Data shown:
****************************************

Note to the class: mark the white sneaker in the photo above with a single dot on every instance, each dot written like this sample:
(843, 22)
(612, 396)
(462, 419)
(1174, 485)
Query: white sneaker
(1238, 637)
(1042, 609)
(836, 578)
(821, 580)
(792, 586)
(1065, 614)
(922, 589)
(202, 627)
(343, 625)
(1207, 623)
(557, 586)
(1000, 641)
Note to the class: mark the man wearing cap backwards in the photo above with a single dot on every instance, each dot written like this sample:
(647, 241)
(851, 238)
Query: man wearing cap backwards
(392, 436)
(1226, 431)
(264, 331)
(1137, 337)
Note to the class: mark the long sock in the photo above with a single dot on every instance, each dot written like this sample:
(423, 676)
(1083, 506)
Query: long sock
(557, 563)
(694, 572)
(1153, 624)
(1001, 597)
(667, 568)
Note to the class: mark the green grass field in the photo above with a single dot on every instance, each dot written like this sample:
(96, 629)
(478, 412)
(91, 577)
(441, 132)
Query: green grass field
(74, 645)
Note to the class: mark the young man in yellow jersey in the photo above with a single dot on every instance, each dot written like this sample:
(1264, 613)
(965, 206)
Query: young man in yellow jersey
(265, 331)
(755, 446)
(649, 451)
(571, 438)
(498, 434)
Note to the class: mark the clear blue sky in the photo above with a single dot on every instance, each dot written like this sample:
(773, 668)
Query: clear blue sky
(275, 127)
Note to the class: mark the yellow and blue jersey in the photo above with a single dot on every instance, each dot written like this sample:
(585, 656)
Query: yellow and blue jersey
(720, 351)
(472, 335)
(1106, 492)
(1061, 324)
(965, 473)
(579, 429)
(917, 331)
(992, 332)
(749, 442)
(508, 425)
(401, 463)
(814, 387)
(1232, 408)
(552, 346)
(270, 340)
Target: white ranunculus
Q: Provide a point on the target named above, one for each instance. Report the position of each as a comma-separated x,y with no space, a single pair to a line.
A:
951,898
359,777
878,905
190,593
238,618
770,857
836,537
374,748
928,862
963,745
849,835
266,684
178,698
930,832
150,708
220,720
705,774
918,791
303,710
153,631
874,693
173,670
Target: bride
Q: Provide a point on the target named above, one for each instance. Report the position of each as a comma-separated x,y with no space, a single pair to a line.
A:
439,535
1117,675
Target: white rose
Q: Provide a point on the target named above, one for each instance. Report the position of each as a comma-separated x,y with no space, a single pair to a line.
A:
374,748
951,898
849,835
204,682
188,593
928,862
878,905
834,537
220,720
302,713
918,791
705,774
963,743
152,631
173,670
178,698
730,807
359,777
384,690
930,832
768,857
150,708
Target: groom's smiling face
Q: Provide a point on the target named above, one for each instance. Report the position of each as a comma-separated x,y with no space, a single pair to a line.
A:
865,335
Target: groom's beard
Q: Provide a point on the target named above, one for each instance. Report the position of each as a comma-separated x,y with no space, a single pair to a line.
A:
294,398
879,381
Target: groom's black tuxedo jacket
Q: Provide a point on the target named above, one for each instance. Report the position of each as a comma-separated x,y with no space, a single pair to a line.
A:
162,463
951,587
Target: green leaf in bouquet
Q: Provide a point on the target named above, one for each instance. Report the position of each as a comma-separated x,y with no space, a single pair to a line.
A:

****************************************

What you have to do:
Render the stretch from the line containing "Target: groom's black tuxedo jacket" through the end of the data as a Markdown table with two columns, Index and Entry, giving each line its own number and leaving out blank lines.

Solution for this exercise:
| Index | Entry |
|---|---|
| 1 | Target: groom's black tuxedo jacket |
| 2 | Q: Provide a point on the target named above, one for each instance. Report the position of each as a comma-separated x,y with no space, a single pair to a line. |
| 3 | A: |
| 4 | 162,463 |
| 5 | 951,587 |
| 6 | Target: green leaf in bouquet |
| 7 | Q: Provide a point on the target named above, one for each instance. Report the position of each as a comma-separated x,y with no space, a single pair to a line. |
| 8 | A: |